= INSTRUCTIONS TO FOLLOW =
Copy out every line from the records that includes "below".

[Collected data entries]
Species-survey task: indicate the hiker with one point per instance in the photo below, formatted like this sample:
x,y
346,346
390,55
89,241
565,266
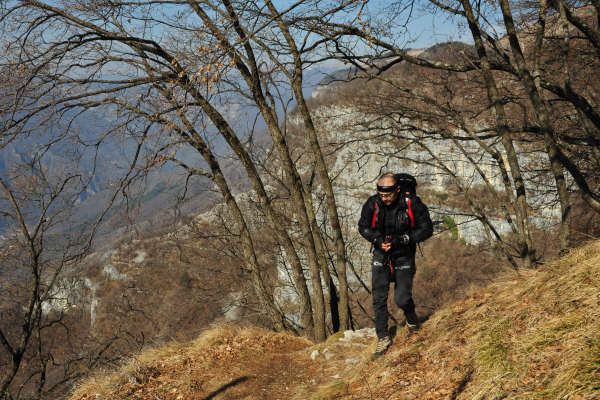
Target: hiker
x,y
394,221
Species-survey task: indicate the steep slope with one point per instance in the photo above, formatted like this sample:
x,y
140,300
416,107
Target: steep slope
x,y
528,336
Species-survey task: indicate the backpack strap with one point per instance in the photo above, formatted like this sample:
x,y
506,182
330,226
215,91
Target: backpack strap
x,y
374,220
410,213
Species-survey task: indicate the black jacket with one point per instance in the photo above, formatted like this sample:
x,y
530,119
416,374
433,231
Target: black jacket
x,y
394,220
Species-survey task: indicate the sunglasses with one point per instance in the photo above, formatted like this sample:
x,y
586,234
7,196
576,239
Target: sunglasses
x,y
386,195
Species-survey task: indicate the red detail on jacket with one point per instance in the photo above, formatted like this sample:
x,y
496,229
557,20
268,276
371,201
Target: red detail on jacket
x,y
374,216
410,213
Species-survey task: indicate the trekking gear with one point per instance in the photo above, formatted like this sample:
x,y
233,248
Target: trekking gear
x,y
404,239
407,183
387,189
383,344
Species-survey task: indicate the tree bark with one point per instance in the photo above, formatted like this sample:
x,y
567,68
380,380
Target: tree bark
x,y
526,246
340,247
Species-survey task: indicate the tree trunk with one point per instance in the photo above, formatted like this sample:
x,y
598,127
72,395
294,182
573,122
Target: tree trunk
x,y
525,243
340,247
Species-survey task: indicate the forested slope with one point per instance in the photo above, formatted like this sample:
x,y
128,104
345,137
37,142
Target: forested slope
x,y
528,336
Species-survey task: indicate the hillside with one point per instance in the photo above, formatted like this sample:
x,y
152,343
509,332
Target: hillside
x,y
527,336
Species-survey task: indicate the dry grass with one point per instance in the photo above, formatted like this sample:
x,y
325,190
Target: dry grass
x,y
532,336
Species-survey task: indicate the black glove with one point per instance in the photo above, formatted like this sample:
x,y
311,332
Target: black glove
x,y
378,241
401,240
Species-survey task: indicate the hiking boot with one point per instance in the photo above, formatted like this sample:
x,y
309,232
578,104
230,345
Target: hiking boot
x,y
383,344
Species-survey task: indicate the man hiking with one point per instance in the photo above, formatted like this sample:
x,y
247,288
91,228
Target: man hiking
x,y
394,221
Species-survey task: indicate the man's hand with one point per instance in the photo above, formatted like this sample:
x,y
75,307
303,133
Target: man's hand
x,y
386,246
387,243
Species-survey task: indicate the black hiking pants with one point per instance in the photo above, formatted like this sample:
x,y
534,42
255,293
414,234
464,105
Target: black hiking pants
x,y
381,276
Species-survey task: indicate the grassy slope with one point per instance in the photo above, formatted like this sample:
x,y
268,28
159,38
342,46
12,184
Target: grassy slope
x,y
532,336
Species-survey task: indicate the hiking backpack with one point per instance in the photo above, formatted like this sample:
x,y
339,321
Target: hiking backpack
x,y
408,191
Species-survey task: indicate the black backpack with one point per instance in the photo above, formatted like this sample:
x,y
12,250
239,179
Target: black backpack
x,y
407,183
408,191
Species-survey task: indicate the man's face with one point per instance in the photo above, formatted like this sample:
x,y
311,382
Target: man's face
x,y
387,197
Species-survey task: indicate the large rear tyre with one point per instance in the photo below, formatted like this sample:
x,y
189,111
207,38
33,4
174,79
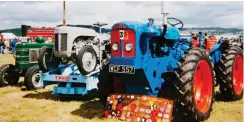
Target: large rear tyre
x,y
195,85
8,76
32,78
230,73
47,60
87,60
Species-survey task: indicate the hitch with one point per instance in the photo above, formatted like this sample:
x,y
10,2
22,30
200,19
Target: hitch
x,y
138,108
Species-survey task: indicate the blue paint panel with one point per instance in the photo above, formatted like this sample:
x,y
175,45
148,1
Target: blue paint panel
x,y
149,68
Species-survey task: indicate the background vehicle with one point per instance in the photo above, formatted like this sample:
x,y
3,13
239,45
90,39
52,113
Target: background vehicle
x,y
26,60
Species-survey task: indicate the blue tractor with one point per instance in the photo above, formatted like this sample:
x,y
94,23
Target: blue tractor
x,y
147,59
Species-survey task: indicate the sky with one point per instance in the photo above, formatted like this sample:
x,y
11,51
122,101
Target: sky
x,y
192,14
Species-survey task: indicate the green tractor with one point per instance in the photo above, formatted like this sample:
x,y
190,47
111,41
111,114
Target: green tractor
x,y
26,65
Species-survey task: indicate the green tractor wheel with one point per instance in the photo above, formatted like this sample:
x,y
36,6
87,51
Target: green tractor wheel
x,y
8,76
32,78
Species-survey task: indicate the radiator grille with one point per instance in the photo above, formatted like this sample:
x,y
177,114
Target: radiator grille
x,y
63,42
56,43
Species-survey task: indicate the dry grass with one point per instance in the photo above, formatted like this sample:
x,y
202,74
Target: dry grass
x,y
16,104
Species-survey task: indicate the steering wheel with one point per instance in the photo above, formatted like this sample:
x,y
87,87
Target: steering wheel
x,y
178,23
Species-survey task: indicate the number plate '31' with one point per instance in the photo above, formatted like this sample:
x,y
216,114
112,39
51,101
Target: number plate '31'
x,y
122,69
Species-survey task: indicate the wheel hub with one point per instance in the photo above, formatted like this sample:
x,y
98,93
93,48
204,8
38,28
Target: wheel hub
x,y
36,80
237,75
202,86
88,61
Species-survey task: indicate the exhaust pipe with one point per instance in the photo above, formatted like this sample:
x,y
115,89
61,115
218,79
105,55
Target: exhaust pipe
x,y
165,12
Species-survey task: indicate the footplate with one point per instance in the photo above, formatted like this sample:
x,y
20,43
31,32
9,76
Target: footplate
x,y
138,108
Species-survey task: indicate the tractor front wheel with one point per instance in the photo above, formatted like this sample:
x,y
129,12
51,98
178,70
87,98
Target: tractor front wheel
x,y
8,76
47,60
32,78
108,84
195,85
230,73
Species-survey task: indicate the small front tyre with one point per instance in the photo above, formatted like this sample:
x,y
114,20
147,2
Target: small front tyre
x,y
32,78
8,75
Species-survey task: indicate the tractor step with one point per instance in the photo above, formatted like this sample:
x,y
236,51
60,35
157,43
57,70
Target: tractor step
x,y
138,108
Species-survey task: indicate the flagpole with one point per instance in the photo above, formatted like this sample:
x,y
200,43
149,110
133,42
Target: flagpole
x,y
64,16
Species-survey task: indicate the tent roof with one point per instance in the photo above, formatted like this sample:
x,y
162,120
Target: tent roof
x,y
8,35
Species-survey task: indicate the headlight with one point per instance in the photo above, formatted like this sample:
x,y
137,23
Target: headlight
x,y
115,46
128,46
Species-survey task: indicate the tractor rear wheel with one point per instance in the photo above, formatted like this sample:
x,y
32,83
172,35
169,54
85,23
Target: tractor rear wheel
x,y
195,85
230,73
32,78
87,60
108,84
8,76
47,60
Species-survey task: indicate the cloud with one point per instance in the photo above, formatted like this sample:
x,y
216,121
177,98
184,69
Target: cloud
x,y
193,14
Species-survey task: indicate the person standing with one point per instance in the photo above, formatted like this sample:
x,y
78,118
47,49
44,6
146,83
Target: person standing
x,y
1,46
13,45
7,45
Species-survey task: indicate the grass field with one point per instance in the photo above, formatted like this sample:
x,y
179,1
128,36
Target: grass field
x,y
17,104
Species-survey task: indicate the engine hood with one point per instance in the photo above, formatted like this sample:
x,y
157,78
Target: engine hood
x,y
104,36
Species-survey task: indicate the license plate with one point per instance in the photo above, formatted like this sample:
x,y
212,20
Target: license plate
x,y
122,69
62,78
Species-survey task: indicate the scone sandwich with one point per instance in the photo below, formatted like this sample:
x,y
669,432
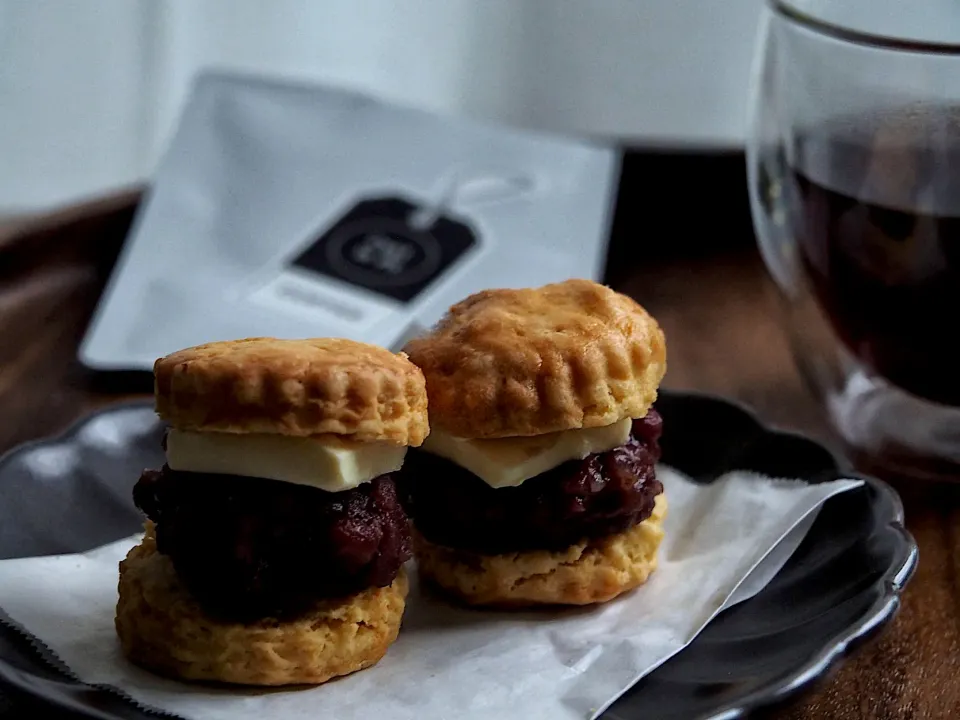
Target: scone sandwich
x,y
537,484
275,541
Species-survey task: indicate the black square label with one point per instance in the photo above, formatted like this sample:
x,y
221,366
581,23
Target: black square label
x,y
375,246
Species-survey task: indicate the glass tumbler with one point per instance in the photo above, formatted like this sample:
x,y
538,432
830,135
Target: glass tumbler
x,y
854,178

= ANSWER TO THIS TASK =
Species-survey task: indicate the hiker with one point per instance in the photo below, formatted like this sample:
Species-survey task: indicate the large rear tyre with one point per instance in the photo below, formatted like this sample:
Species-survey task: indicate the scone sandwich with one point per instance in the photo below, formatted like this sample:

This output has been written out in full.